-------- LISTED ENTRIES

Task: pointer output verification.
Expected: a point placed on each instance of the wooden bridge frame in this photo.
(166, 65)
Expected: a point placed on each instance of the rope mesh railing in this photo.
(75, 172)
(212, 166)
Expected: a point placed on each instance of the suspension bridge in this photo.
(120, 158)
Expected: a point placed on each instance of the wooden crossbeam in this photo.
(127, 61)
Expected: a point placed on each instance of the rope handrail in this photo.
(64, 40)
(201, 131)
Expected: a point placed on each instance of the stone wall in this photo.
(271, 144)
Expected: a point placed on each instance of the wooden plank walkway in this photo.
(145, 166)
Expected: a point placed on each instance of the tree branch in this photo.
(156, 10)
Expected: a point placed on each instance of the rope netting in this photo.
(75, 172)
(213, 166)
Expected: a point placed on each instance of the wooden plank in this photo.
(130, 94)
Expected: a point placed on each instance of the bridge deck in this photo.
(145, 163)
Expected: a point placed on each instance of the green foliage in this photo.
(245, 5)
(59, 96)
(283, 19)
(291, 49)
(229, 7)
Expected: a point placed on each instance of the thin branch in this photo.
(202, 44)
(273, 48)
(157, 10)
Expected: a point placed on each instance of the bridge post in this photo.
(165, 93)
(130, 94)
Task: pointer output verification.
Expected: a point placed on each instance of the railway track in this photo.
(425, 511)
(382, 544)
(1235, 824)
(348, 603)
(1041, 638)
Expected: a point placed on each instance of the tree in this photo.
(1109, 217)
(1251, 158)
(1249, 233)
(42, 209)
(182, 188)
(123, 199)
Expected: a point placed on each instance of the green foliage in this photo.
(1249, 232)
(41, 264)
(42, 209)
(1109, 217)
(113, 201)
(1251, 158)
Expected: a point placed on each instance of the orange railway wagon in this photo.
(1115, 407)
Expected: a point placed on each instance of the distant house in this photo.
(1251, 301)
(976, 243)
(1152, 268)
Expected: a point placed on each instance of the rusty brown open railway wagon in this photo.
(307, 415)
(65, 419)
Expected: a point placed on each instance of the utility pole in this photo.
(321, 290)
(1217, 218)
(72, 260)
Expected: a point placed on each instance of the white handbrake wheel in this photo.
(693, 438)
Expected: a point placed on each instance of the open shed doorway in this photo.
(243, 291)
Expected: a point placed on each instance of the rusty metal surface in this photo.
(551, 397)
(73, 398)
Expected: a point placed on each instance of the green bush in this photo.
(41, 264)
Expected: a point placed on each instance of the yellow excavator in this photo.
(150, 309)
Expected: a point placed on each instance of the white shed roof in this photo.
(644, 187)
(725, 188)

----------------

**WHAT YOU ARE ASKED TO DO:**
Exactly as they appear, print the lines from the one holding "Expected: a point placed on each instance of the rusty metal" through the final line of the entries, and no others.

**FINISHED EXERCISE:**
Expected: a point placed on each instance of the rusty metal surface in this photo.
(551, 397)
(73, 398)
Expected: a point placed on each instance of the green bush in this photo.
(41, 264)
Expected: a point placed on each instance of the yellow excavator in this photo.
(150, 309)
Expected: a point placed on each instance of the white shed roof in this photo.
(644, 187)
(725, 188)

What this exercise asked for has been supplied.